Data extracted from a collection:

════

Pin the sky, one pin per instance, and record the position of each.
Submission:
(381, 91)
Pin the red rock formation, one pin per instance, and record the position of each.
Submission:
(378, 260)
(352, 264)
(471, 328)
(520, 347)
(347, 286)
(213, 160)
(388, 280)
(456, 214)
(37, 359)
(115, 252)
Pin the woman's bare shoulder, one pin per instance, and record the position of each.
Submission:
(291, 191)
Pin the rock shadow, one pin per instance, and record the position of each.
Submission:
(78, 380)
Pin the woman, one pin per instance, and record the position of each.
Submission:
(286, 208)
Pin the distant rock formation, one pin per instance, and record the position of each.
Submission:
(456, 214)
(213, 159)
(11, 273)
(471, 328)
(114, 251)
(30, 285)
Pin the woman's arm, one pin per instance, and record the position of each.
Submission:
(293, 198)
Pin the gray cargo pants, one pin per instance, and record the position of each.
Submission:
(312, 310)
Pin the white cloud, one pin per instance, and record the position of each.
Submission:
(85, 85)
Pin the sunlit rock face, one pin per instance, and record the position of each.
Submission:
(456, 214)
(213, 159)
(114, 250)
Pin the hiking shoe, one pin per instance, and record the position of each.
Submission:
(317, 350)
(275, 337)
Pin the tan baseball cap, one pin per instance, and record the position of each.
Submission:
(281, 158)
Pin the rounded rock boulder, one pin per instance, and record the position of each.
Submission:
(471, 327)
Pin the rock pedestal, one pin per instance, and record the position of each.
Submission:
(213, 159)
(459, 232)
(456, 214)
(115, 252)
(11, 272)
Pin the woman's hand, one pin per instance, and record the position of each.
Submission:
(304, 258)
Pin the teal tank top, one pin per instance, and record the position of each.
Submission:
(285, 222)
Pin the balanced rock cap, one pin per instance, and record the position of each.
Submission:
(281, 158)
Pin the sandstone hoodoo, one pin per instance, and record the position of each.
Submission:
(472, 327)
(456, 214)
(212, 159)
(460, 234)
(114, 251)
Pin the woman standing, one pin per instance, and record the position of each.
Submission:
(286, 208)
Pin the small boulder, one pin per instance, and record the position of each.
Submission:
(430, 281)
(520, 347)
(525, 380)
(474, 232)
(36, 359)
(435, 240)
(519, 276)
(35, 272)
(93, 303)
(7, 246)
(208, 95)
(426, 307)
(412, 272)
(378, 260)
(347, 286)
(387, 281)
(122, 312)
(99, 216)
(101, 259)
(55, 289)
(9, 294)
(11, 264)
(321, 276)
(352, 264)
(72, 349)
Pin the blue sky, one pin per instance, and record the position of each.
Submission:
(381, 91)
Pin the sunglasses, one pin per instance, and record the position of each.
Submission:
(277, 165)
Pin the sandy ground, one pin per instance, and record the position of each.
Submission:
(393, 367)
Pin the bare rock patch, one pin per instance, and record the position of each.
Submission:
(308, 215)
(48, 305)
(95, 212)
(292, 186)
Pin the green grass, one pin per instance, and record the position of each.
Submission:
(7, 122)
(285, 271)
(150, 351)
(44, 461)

════

**WORK REQUIRED**
Give the data again, exactly as it stands.

**EXERCISE RESPONSE**
Pin the sky, one pin per instance, and record the position of each.
Submission:
(381, 91)
Pin the red rock formation, one pin per instance, and record the position of each.
Submission:
(378, 260)
(352, 264)
(471, 328)
(520, 347)
(347, 286)
(213, 160)
(388, 280)
(456, 214)
(37, 359)
(115, 252)
Pin the woman's bare shoulder, one pin per instance, and record the position of each.
Submission:
(291, 191)
Pin the rock shadow, one pin per instance, and record the position of each.
Submission:
(78, 380)
Pin the woman, one pin per instance, and record the position of each.
Submission:
(286, 208)
Pin the distant rock formation, one pin per instance, and record the position of each.
Submission:
(456, 214)
(213, 159)
(11, 273)
(471, 328)
(114, 251)
(30, 285)
Pin the woman's arm, one pin per instance, and record the position of each.
Submission:
(293, 198)
Pin the gray cargo pants, one pin per instance, and record the position of each.
Submission:
(312, 310)
Pin the white cloud, one pin per instance, and record the position of each.
Submission:
(85, 85)
Pin the sunlit rock face, one pin per instance, and record the position of each.
Submission:
(456, 214)
(213, 159)
(114, 250)
Pin the hiking shoe, one pin per instance, and record the position of each.
Submission:
(317, 350)
(275, 337)
Pin the tan baseball cap, one pin per instance, and record the position of each.
Submission:
(281, 158)
Pin the rounded rock boulder, one pin per instance, and record the position of each.
Submission:
(471, 327)
Pin the rock pedestal, one pin per instance, and record the position of each.
Submission:
(213, 159)
(459, 232)
(456, 214)
(115, 252)
(11, 272)
Pin the woman's hand, one pin per instance, and record the position of each.
Submission:
(304, 258)
Pin the teal tank top, one pin per instance, and record the position of each.
Submission:
(285, 222)
Pin the balanced rock cap, one pin per instance, and record the position of each.
Submission:
(281, 158)
Pin the sandstone hoodoo, one pin per instance, and record the position of each.
Submission:
(472, 327)
(456, 214)
(212, 159)
(460, 234)
(114, 251)
Pin the woman standing, one pin per instance, and record the position of each.
Submission:
(286, 208)
Pin the small boulder, one pin per instance, and record the position of each.
Submission:
(430, 281)
(520, 347)
(525, 380)
(474, 232)
(36, 359)
(435, 240)
(519, 276)
(35, 272)
(93, 303)
(7, 246)
(208, 95)
(426, 307)
(412, 272)
(378, 260)
(347, 286)
(387, 281)
(122, 312)
(99, 216)
(101, 259)
(55, 289)
(9, 294)
(11, 264)
(321, 276)
(352, 264)
(72, 349)
Pin the blue sky, one pin per instance, and record the position of each.
Submission:
(381, 91)
Pin the sunglasses, one pin per instance, and record the position of each.
Submission:
(277, 165)
Pin the sandy ground, one pin per instance, and record the position of each.
Submission:
(393, 367)
Pin the bare rock patch, one pin per instance, and record the position of each.
Submission:
(308, 215)
(48, 305)
(95, 212)
(292, 186)
Pin the green grass, one pin per instance, and record the position of each.
Submission:
(7, 122)
(285, 271)
(150, 351)
(44, 461)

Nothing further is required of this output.